Please filter the listing below down to the lines containing the word "shrub" and copy each of them.

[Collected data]

----

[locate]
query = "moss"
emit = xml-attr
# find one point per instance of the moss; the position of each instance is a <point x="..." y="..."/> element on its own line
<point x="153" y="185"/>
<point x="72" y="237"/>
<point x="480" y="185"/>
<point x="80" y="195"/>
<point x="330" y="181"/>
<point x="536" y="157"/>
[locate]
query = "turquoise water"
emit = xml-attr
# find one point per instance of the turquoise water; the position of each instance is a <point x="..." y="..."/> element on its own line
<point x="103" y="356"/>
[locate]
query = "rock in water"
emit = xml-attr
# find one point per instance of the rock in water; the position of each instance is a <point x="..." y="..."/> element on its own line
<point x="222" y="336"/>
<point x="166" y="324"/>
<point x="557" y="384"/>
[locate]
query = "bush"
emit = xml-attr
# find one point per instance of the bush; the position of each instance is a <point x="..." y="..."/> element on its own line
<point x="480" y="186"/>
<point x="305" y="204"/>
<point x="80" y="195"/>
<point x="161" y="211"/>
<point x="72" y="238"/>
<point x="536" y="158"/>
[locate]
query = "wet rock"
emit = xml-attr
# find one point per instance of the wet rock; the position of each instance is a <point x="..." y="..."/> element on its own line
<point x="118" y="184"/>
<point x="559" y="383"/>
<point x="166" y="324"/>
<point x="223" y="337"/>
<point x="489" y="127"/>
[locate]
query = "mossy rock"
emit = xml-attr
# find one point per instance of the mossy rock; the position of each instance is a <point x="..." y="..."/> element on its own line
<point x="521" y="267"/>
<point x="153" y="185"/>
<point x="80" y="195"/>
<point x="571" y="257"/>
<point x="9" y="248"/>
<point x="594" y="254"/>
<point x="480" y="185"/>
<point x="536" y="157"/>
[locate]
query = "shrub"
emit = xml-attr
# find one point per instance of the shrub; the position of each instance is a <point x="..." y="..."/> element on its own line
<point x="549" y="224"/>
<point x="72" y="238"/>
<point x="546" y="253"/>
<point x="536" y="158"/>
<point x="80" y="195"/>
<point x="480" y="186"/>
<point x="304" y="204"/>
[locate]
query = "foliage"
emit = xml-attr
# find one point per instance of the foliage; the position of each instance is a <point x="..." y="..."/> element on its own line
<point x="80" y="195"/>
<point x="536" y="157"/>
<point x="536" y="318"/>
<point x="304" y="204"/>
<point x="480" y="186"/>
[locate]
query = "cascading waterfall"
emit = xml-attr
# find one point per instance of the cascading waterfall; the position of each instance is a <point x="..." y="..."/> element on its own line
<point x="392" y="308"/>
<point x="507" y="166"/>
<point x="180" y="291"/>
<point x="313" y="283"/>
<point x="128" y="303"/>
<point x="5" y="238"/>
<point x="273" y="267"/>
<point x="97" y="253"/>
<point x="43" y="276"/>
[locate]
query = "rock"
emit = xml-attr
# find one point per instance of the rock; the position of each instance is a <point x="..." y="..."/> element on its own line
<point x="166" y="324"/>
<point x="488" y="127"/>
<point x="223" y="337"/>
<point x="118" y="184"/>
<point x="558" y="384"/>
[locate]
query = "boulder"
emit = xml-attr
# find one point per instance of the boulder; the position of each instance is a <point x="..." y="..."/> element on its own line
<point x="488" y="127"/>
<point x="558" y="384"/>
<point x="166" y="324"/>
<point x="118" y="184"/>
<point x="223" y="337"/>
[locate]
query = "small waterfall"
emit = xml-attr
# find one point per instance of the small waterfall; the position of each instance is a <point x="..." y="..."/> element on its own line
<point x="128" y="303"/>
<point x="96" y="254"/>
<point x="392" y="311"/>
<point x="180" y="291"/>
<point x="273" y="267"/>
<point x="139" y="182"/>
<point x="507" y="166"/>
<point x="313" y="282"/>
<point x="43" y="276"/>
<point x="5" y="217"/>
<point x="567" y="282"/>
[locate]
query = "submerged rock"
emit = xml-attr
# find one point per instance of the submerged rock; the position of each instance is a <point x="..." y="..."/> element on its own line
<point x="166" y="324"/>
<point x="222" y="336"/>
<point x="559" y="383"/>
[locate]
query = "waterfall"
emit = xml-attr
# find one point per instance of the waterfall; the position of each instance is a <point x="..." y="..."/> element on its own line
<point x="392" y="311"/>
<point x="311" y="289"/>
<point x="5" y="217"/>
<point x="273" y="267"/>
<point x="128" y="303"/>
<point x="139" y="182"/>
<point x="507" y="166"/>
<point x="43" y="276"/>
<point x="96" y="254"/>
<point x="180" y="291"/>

----

**Full answer**
query = "shrub"
# find one point per instance of the shrub; the position of each instance is a <point x="..." y="..."/> element on its own line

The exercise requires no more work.